Items from a data source:
===============

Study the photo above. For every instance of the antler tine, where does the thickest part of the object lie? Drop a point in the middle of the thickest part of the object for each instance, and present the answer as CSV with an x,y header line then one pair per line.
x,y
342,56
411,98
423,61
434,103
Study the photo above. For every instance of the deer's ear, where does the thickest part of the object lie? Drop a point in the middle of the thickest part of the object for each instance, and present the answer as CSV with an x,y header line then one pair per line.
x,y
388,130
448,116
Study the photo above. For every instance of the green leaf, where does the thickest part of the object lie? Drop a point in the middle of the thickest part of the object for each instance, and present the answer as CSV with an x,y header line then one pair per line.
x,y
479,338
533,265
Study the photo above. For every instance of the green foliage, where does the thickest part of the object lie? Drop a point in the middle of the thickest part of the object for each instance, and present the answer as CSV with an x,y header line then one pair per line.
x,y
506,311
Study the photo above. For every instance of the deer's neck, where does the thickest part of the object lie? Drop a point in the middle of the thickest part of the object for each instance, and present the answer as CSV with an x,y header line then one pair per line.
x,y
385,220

===============

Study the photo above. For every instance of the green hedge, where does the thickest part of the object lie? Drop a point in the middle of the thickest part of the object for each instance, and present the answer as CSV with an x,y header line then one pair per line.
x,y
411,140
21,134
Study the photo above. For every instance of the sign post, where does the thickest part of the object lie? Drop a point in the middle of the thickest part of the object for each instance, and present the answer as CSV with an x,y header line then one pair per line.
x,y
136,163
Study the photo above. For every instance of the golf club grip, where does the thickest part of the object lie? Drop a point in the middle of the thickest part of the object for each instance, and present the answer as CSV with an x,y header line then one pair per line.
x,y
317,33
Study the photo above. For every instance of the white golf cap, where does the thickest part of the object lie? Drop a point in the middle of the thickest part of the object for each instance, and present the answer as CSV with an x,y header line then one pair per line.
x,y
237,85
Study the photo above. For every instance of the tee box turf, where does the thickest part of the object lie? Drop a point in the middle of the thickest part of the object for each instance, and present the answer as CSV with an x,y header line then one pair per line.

===============

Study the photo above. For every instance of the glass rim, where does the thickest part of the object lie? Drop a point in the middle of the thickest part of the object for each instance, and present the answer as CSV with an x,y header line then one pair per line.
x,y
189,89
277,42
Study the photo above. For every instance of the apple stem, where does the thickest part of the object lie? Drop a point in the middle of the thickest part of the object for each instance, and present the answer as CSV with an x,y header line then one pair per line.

===============

**Exercise details**
Leave out every line above except those from the line with "Study the photo above. For every instance of the glass" up to and including the line with "Study the photo above. For every instance of the apple", and copy those exactly.

**Expected answer**
Study the photo above. For every instance of the glass rim, where does the thickest part of the object lie? Drop a point in the middle of the thickest part of the object for each instance, and present the answer as CSV with an x,y header line then one pair per line.
x,y
189,89
277,42
Study the photo above. For every instance of the apple stem, where does the thickest part of the object lie? Drop a point in the middle of the thickest part of the object for each instance, and present the answer as CSV with an x,y header line then one pair per line.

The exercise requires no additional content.